### Aim
Write out all of the data without omission, exactly as shown.

### Input for this task
● ● ● ●

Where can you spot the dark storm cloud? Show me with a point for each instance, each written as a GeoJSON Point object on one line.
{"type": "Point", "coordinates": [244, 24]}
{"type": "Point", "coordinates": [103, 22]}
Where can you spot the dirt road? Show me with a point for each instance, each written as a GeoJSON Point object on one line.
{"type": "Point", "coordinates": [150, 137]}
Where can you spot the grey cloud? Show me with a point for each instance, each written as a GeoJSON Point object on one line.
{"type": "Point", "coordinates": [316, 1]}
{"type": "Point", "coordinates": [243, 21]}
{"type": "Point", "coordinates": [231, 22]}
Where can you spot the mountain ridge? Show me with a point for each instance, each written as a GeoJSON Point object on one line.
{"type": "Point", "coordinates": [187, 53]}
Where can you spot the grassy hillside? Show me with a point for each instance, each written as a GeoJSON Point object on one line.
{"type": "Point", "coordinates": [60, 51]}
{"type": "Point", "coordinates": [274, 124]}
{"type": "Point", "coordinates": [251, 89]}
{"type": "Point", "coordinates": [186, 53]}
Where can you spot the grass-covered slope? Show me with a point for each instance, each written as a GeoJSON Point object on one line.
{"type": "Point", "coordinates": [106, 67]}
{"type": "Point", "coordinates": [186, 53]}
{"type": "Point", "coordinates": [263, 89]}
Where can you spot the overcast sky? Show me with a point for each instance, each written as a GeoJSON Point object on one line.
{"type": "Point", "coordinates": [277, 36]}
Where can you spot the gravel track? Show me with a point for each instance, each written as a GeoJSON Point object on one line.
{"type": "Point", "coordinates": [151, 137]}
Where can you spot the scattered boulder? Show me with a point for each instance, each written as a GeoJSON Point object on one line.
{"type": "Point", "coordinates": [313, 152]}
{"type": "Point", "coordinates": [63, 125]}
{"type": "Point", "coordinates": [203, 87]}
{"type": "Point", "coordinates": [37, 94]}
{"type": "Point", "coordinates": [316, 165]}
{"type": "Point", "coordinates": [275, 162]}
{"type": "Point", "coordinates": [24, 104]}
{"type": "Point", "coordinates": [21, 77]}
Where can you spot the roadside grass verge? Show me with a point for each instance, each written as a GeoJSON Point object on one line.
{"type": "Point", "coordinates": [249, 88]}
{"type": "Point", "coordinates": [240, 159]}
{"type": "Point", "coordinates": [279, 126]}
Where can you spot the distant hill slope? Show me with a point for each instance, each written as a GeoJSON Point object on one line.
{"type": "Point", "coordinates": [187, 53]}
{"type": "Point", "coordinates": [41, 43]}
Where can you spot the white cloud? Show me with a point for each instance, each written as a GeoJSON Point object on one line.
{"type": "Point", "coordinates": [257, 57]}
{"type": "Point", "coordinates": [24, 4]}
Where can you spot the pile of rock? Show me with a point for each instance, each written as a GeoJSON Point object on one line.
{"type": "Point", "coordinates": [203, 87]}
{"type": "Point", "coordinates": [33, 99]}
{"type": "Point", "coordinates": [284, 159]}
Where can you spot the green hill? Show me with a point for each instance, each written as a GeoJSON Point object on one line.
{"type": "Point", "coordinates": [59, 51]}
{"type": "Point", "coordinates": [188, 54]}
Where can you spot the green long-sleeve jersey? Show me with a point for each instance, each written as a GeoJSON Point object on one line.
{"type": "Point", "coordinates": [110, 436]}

● ● ● ●

### Full solution
Where can you spot the dark storm cloud? Show me with a point for each instance, each written as a GeoJSON Point object on one line.
{"type": "Point", "coordinates": [244, 24]}
{"type": "Point", "coordinates": [103, 22]}
Where can you spot the dirt road? Show me with a point for each instance, each written as a GeoJSON Point object on one line.
{"type": "Point", "coordinates": [150, 137]}
Where can you spot the grey cloud? Show me with a point for each instance, each written as a GeoJSON Point object on one line.
{"type": "Point", "coordinates": [316, 1]}
{"type": "Point", "coordinates": [243, 21]}
{"type": "Point", "coordinates": [231, 22]}
Where can you spot the mountain ridge? Show me with a point for each instance, each written as a GeoJSON Point object on one line.
{"type": "Point", "coordinates": [187, 53]}
Where can you spot the grassy hillside? Show me with a point for each instance, each written as a GeoJSON Point object on one line.
{"type": "Point", "coordinates": [60, 51]}
{"type": "Point", "coordinates": [274, 124]}
{"type": "Point", "coordinates": [251, 89]}
{"type": "Point", "coordinates": [186, 53]}
Where can you spot the grass-covered slope? Show me with a point for each instance, each written as a GeoJSON Point object on one line.
{"type": "Point", "coordinates": [106, 67]}
{"type": "Point", "coordinates": [186, 53]}
{"type": "Point", "coordinates": [263, 89]}
Where can you spot the overcast sky? Show me with a point for each instance, each written as a GeoJSON Point object on one line.
{"type": "Point", "coordinates": [277, 36]}
Where can you spot the gravel track? Show me with a point for each instance, each written as a GeoJSON Point object on one line.
{"type": "Point", "coordinates": [151, 137]}
Where can you spot the scattered boulder? Show me with a point for each instance, each written as a GeoJSON Point object on one line.
{"type": "Point", "coordinates": [313, 152]}
{"type": "Point", "coordinates": [63, 125]}
{"type": "Point", "coordinates": [203, 87]}
{"type": "Point", "coordinates": [37, 94]}
{"type": "Point", "coordinates": [316, 165]}
{"type": "Point", "coordinates": [275, 162]}
{"type": "Point", "coordinates": [24, 104]}
{"type": "Point", "coordinates": [21, 77]}
Where can you spot the roadside grass verge? Show me with a point for each instance, each written as a GeoJSON Point object on one line.
{"type": "Point", "coordinates": [249, 88]}
{"type": "Point", "coordinates": [240, 159]}
{"type": "Point", "coordinates": [279, 126]}
Where can you spot the distant hill slope? Show me with a point for each instance, each written as a GeoJSON Point object on one line.
{"type": "Point", "coordinates": [187, 53]}
{"type": "Point", "coordinates": [41, 43]}
Where can you spot the white cloud? Show me with a point for each instance, each written as a GeoJSON Point object on one line.
{"type": "Point", "coordinates": [257, 57]}
{"type": "Point", "coordinates": [24, 4]}
Where can you spot the pile of rock? Show me with a point for each instance, each written as a GeoJSON Point object on one line.
{"type": "Point", "coordinates": [203, 87]}
{"type": "Point", "coordinates": [33, 99]}
{"type": "Point", "coordinates": [284, 159]}
Where can you spot the green hill? Show me with a point for each instance, each written as a GeoJSON Point object on one line.
{"type": "Point", "coordinates": [59, 51]}
{"type": "Point", "coordinates": [188, 54]}
Where can you spot the green long-sleeve jersey? Show me with a point for each instance, each written as a GeoJSON Point object on one line.
{"type": "Point", "coordinates": [110, 436]}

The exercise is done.